◆ **BRANO PROPOSTO**:
---------------

LA CORTE SUPREMA DI CASSAZIONE
SEZIONE LAVORO
Composta dagli Ill.mi Sigg.ri Magistrati:
Dott. BRONZINI Giuseppe – Presidente –
Dott. RAIMONDI Guido – Consigliere –
Dott. DE GREGORIO Federico – Consigliere –
Dott. PATTI Adriano Piergiovanni – rel. Consigliere –
Dott. LORITO Matilde – Consigliere –
ha pronunciato la seguente:
ORDINANZA
sul ricorso 12098/2017 proposto da:
CREDITO EMILIANO S.P.A., – GRUPPO BANCARIO CREDITO EMILIANO CREDEM S.P.A., C.F. *****, in persona del legale rappresentante pro tempore, elettivamente domiciliata in ROMA, PIAZZA MAZZINI 27, presso lo studio dell’avvocato SALVATORE TRIFIRO’, che lo rappresenta e difende unitamente agli avvocati BONAVENTURA MINUTOLO, PAOLO ZUCCHINALI;
– ricorrente –
contro
M.G., elettivamente domiciliato in ROMA, VIA PASQUALE STANISLAO MANCINI 2, presso lo studio dell’avvocato RAFFAELLO ALESSANDRINI, che lo rappresenta e difende;
– controricorrente e ricorrente incidentale –
e contro
CREDITO EMILIANO S.P.A. – GRUPPO BANCARIO CREDITO EMILIANO CREDEM S.P.A., C.F. *****, in persona del legale rappresentante pro tempore, elettivamente domiciliata in ROMA, PIAZZA MAZZINI 27, presso lo studio dell’avvocato SALVATORE TRIFIRO’, che lo rappresenta e difende unitamente agli avvocati BONAVENTURA MINUTOLO, PAOLO ZUCCHINALI;
– controricorrente al ricorso incidentale –
avverso la sentenza n. 5157/2016 della CORTE D’APPELLO di ROMA, depositata il 25/01/2017, N. R.G. 5107/13;
udita la relazione della causa svolta nella Camera di consiglio del 16/10/2019 dal Consigliere Dott. ADRIANO PIERGIOVANNI PATTI.

---------------

◆ **RIGHE RIPORTATE**:

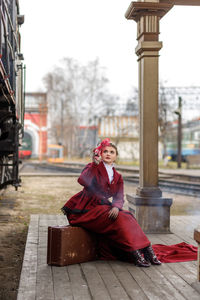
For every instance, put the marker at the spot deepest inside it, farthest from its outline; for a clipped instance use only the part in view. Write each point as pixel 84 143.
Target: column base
pixel 152 213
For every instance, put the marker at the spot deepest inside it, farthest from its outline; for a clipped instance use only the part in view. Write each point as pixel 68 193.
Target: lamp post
pixel 179 133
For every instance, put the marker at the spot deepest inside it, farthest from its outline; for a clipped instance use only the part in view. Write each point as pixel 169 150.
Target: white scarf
pixel 109 169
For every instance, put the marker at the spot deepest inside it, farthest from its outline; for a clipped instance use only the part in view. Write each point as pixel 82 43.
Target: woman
pixel 120 235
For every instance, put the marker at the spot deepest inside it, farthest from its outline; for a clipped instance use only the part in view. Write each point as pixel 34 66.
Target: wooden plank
pixel 29 267
pixel 95 283
pixel 161 281
pixel 146 284
pixel 44 286
pixel 79 285
pixel 106 280
pixel 179 283
pixel 111 282
pixel 131 287
pixel 61 282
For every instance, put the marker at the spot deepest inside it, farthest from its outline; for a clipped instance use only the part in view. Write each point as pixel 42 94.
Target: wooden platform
pixel 105 280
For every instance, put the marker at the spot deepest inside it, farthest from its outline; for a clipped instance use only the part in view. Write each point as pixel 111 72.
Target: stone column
pixel 151 210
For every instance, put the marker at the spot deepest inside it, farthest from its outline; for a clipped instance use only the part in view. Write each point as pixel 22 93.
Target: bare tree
pixel 77 96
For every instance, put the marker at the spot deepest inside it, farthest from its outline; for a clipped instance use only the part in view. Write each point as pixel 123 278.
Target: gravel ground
pixel 45 195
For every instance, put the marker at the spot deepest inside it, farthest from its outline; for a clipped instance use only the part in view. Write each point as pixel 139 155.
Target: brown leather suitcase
pixel 70 245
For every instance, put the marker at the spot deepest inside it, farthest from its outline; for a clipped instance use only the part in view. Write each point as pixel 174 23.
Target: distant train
pixel 190 140
pixel 11 92
pixel 25 150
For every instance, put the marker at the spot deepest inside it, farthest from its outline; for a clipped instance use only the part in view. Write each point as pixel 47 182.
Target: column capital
pixel 148 48
pixel 138 9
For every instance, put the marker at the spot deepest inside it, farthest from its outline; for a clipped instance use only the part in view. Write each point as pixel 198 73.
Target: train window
pixel 55 153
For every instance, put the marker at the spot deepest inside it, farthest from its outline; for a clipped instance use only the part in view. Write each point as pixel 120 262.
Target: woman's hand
pixel 113 213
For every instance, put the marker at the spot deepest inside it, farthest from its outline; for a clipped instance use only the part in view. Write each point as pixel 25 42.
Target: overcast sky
pixel 86 29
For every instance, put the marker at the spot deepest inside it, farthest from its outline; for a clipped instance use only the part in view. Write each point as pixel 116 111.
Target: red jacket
pixel 97 190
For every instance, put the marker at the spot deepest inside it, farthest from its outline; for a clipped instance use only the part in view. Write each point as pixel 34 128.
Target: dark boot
pixel 150 256
pixel 139 259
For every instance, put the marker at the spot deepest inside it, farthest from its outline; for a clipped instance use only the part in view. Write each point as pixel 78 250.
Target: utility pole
pixel 179 133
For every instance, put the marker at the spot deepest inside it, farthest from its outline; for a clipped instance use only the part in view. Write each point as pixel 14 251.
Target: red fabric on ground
pixel 175 253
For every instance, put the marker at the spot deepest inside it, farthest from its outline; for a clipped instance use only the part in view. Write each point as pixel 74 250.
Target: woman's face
pixel 108 155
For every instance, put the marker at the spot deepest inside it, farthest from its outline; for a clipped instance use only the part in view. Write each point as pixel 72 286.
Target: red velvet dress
pixel 90 207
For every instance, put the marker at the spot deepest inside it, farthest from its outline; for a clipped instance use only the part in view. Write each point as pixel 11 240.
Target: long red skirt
pixel 123 233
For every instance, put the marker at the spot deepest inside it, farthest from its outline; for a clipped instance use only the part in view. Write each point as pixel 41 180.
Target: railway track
pixel 175 183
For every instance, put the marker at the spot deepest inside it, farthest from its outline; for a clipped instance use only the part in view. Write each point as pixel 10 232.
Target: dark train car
pixel 11 91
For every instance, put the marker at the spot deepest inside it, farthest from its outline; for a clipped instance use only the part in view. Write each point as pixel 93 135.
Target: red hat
pixel 104 143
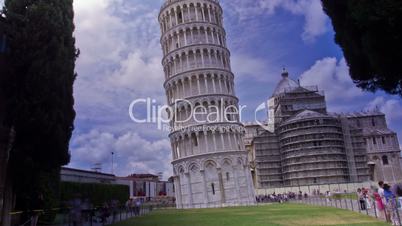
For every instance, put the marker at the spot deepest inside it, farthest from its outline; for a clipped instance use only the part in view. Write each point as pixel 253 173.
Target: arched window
pixel 385 160
pixel 194 139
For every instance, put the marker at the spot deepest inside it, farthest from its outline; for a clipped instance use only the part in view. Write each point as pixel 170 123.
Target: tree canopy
pixel 39 93
pixel 370 35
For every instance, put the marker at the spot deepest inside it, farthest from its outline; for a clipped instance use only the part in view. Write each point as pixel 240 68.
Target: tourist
pixel 105 213
pixel 76 210
pixel 37 207
pixel 367 198
pixel 328 196
pixel 114 204
pixel 391 206
pixel 137 207
pixel 362 199
pixel 380 205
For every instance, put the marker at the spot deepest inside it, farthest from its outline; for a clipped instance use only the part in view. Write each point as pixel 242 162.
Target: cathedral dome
pixel 286 84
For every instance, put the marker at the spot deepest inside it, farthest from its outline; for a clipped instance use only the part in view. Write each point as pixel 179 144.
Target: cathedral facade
pixel 210 163
pixel 303 144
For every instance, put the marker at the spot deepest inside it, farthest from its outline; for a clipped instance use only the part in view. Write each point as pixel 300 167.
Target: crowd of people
pixel 83 211
pixel 280 198
pixel 385 199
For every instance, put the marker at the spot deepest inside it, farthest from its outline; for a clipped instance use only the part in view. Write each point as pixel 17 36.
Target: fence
pixel 98 216
pixel 369 208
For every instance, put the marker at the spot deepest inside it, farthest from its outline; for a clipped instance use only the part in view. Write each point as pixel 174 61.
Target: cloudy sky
pixel 120 61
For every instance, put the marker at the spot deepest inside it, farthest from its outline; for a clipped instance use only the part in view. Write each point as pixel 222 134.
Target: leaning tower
pixel 209 157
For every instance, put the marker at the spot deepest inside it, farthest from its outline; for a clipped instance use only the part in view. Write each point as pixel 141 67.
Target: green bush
pixel 96 193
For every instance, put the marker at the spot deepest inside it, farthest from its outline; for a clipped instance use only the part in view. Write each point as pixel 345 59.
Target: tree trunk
pixel 7 202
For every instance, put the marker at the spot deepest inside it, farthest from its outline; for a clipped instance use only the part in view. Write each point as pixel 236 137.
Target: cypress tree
pixel 39 91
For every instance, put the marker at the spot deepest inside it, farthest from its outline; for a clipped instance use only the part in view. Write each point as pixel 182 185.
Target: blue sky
pixel 120 61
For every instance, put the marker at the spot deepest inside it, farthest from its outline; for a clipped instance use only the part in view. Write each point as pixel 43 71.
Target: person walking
pixel 37 209
pixel 362 199
pixel 379 205
pixel 391 205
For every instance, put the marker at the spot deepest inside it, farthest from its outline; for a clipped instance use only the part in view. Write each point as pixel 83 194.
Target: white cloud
pixel 333 77
pixel 391 108
pixel 119 62
pixel 316 22
pixel 245 66
pixel 132 153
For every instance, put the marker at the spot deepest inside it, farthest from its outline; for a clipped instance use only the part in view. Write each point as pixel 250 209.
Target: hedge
pixel 96 193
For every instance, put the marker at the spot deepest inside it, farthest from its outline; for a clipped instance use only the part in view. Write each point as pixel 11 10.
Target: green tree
pixel 39 91
pixel 370 35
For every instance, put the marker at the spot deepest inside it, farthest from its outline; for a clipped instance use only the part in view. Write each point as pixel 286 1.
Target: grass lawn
pixel 275 214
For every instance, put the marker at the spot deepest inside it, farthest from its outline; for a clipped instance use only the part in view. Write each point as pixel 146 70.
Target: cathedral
pixel 303 144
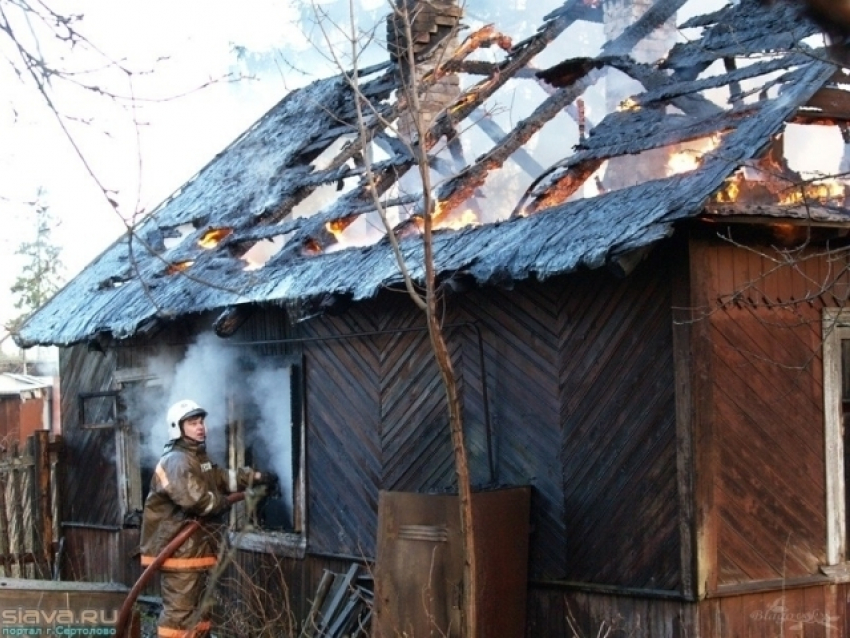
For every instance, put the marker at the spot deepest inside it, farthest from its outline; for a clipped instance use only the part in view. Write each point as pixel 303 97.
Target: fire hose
pixel 182 536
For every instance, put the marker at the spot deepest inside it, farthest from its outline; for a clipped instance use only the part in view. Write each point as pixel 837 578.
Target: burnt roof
pixel 250 190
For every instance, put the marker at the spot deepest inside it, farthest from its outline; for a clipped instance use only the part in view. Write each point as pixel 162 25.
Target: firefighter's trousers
pixel 185 612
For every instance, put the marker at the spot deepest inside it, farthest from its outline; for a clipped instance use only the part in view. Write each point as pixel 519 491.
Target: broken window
pixel 266 434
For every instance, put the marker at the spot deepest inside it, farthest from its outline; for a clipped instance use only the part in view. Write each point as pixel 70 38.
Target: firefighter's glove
pixel 270 481
pixel 253 496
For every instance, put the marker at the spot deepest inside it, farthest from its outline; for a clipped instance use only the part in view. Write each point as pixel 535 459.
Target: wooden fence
pixel 29 503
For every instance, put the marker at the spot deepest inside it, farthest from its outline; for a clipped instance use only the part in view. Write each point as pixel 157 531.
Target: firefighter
pixel 186 486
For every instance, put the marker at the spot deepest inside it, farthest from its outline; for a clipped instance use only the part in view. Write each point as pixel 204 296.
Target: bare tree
pixel 420 64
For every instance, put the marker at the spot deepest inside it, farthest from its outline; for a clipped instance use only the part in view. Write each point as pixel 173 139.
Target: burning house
pixel 648 316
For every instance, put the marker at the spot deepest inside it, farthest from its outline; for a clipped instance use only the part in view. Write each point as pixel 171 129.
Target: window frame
pixel 284 543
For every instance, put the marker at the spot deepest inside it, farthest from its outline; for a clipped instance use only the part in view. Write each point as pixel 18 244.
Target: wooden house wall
pixel 90 493
pixel 760 326
pixel 10 420
pixel 32 415
pixel 816 611
pixel 20 418
pixel 581 396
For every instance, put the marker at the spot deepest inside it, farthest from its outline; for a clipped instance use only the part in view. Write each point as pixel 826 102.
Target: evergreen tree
pixel 42 273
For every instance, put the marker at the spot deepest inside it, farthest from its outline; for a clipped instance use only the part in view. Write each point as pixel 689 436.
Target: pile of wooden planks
pixel 342 607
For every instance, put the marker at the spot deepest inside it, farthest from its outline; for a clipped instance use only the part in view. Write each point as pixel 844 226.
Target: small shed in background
pixel 26 405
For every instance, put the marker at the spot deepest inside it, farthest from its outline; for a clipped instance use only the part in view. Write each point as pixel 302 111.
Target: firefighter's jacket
pixel 186 485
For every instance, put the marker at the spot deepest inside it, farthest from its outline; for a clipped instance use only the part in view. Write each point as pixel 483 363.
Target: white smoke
pixel 220 377
pixel 271 391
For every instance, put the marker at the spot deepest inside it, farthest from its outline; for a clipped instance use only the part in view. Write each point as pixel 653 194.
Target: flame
pixel 730 191
pixel 337 227
pixel 311 247
pixel 213 237
pixel 456 222
pixel 690 159
pixel 820 191
pixel 179 266
pixel 629 104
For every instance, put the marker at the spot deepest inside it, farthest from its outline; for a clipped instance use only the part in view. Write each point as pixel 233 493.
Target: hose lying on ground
pixel 185 532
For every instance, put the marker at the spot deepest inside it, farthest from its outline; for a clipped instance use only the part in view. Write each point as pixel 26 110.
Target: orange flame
pixel 336 227
pixel 689 159
pixel 456 222
pixel 213 237
pixel 730 191
pixel 629 104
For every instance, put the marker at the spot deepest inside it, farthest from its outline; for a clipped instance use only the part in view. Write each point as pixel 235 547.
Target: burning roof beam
pixel 740 30
pixel 656 16
pixel 558 191
pixel 831 103
pixel 520 56
pixel 460 188
pixel 672 89
pixel 495 132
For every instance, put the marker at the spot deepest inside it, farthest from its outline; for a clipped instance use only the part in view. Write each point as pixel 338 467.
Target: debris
pixel 342 607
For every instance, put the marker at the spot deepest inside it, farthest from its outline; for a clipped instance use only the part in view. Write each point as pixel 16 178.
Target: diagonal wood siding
pixel 343 435
pixel 764 313
pixel 581 401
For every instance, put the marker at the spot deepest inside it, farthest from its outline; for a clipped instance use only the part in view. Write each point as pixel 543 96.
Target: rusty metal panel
pixel 419 571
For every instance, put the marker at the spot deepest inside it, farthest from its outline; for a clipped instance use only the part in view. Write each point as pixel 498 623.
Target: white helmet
pixel 178 413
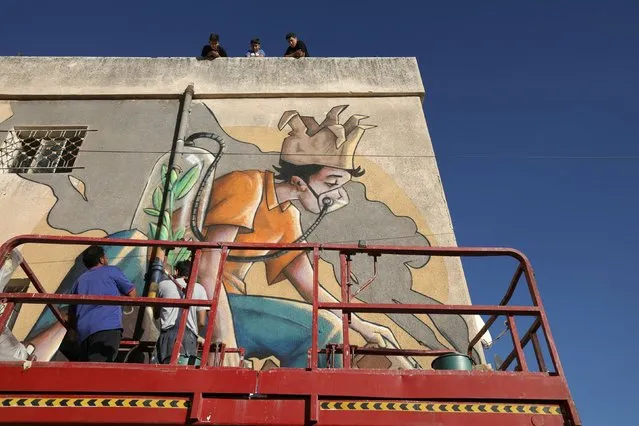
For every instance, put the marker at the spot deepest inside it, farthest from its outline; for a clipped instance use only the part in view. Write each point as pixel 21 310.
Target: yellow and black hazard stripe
pixel 435 407
pixel 94 402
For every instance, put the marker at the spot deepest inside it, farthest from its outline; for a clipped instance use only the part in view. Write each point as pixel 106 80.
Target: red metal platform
pixel 83 393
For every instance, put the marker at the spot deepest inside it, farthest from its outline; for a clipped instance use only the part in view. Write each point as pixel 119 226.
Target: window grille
pixel 51 149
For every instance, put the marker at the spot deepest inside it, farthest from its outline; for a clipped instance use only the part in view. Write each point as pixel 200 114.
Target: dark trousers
pixel 166 341
pixel 101 346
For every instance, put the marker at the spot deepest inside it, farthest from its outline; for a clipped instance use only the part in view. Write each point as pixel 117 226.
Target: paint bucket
pixel 452 361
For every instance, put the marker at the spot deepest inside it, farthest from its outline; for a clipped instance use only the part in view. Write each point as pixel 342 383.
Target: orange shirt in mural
pixel 247 199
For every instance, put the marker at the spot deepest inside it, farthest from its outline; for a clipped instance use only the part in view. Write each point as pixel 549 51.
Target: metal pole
pixel 156 264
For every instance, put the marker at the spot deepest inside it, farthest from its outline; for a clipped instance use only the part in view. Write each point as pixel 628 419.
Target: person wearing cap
pixel 296 47
pixel 255 51
pixel 213 49
pixel 175 288
pixel 255 206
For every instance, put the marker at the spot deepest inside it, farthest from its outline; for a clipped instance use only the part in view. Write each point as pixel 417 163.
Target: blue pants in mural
pixel 267 326
pixel 264 326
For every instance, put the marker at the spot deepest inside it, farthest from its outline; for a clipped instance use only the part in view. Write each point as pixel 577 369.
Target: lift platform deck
pixel 33 392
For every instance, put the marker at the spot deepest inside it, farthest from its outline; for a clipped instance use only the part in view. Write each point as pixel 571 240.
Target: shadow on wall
pixel 361 219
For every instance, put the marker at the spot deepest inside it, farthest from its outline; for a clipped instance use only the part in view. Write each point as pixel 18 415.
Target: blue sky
pixel 517 92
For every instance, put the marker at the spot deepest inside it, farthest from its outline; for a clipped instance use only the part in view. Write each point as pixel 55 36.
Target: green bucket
pixel 452 361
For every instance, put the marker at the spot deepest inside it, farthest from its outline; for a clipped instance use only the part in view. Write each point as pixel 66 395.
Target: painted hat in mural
pixel 328 144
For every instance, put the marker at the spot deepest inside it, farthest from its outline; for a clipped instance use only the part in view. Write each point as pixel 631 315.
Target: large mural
pixel 265 175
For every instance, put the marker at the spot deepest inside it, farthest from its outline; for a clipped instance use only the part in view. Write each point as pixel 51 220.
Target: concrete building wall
pixel 130 107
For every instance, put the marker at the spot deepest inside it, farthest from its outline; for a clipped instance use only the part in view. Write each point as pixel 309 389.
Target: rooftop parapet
pixel 70 77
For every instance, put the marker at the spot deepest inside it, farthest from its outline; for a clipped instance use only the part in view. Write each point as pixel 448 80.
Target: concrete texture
pixel 131 107
pixel 23 77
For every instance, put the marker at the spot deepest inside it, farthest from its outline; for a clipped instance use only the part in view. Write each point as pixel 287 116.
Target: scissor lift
pixel 83 393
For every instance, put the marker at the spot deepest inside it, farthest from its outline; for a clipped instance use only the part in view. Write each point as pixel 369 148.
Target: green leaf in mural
pixel 183 254
pixel 170 259
pixel 171 198
pixel 186 182
pixel 164 233
pixel 157 199
pixel 166 221
pixel 153 229
pixel 172 178
pixel 179 234
pixel 152 212
pixel 163 175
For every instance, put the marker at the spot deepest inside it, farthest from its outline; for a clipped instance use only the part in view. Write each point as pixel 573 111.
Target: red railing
pixel 345 305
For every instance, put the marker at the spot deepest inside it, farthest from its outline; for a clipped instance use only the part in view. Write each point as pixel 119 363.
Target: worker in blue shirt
pixel 99 327
pixel 255 49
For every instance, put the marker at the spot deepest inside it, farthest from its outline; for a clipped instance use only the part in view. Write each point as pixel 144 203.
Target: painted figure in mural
pixel 255 49
pixel 256 206
pixel 213 49
pixel 174 288
pixel 353 217
pixel 99 327
pixel 296 47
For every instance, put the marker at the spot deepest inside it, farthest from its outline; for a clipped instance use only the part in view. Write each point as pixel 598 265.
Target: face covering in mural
pixel 241 194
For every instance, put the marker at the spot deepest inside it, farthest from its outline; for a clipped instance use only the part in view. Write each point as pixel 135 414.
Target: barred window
pixel 37 149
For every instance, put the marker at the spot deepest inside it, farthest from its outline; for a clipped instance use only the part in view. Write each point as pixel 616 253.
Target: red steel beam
pixel 36 283
pixel 521 358
pixel 190 286
pixel 116 378
pixel 524 341
pixel 6 312
pixel 37 298
pixel 344 261
pixel 356 350
pixel 346 248
pixel 504 301
pixel 315 319
pixel 414 384
pixel 213 312
pixel 394 308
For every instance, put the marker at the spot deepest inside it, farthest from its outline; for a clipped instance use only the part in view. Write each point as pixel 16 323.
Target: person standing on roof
pixel 255 51
pixel 296 47
pixel 213 49
pixel 175 288
pixel 99 327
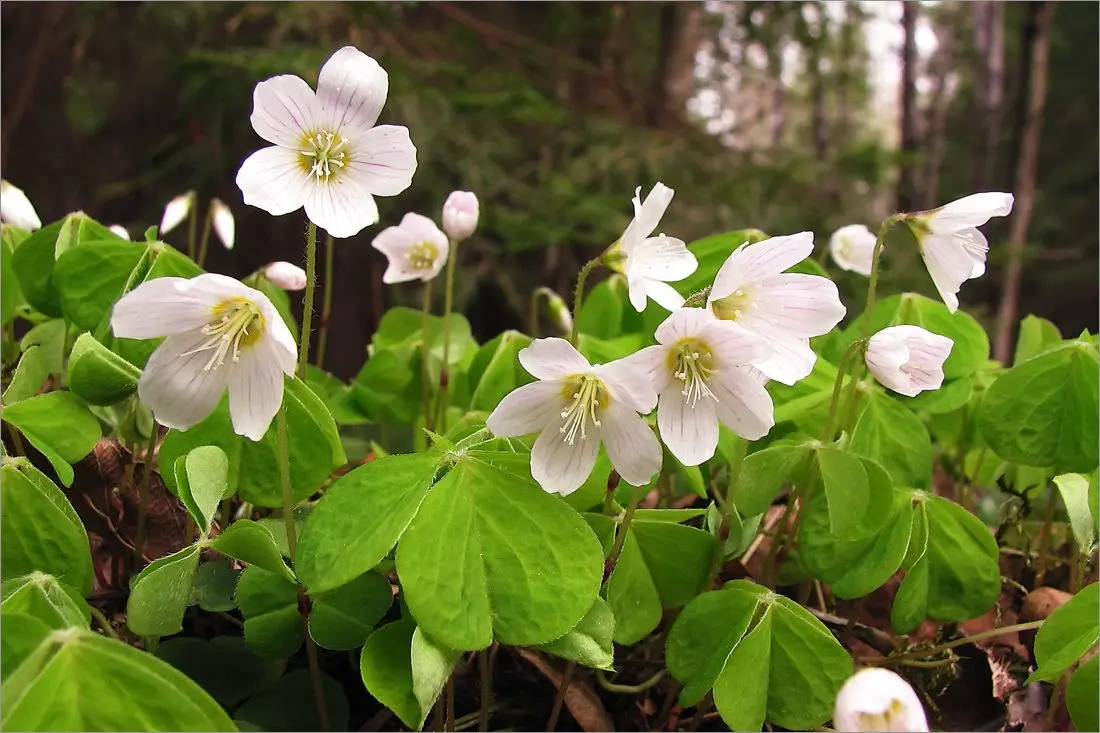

---------------

◆ **CONSEGNA**: Prosegui, per favore, l'ordinanza della Cassazione dal punto in cui si interrompe. Le righe non hanno alcun legame con l'ordinanza della Cassazione.

◆ **RISPOSTA SCRITTA**:
RILEVATO
che:
1. con sentenza 25 gennaio 2017, la Corte d’appello di Roma condannava Credem s.p.a. al pagamento, in favore di M.G. a titolo di indennità di preavviso e di provvigioni sulla raccolta dei prodotti Aviva, delle rispettive somme di Euro 6.575,88 e di Euro 2.675,15 oltre accessori: così riformando, rigettato l’appello incidentale della banca, la sentenza di primo grado di reiezione: delle domande del secondo, promotore finanziario, nei confronti della prima in forza di contratto di agenzia dal 9 giugno 2008 al 2 agosto 2011, di condanna della società, previo l’accertamento del proprio recesso per giusta causa, al pagamento della somma complessiva di Euro 32.785,86, oltre rivalutazione e interessi, a titolo di indennità sostitutiva di preavviso e di clientela, di provvigioni sulla raccolta dei prodotti Aviva, di bonus reclutamento ai sensi dell’art. 7 dell’allegato C del 9 giugno 2008; di condanna invece di M.G. al pagamento, in favore della banca a titolo di indennità sostitutiva di preavviso, in parziale accoglimento della sua domanda riconvenzionale, della somma di Euro 6.575,88 oltre accessori;
2. la Corte territoriale escludeva la prova di inadempimenti della preponente diversi dal mancato pagamento delle provvigioni sulla raccolta dei prodotti Aviva, pure effettuata dal promotore (nell’irrilevanza della procrastinata operatività della convenzione tra la banca e Aviva), a motivo della condanna di Credem s.p.a. al pagamento in suo favore delle relative provvigioni ed anche, ritenuta l’essenzialità della prestazione inadempiuta ai fini di giusta causa del suo recesso, dell’indennità sostitutiva del preavviso;
3. essa negava invece la spettanza al medesimo dell’indennità sostitutiva di clientela, avendo le parti regolato il rapporto ai sensi dell’art. 1751 c.c. (e non dell’AEC che ne contiene la previsione) e alla società preponente del conguaglio in proprio favore quale saldo dei bonus corrisposti al promotore, in difetto di prova.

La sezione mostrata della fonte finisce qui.